> [Available records]:
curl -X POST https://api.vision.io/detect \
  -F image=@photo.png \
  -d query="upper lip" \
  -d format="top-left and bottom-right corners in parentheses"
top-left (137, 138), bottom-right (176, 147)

> [Task goal]: The response should consist only of the lines from the one containing "and bottom-right corners" to the end of the material above, both included.

> [Exercise result]:
  -d format="top-left and bottom-right corners in parentheses"
top-left (137, 138), bottom-right (176, 147)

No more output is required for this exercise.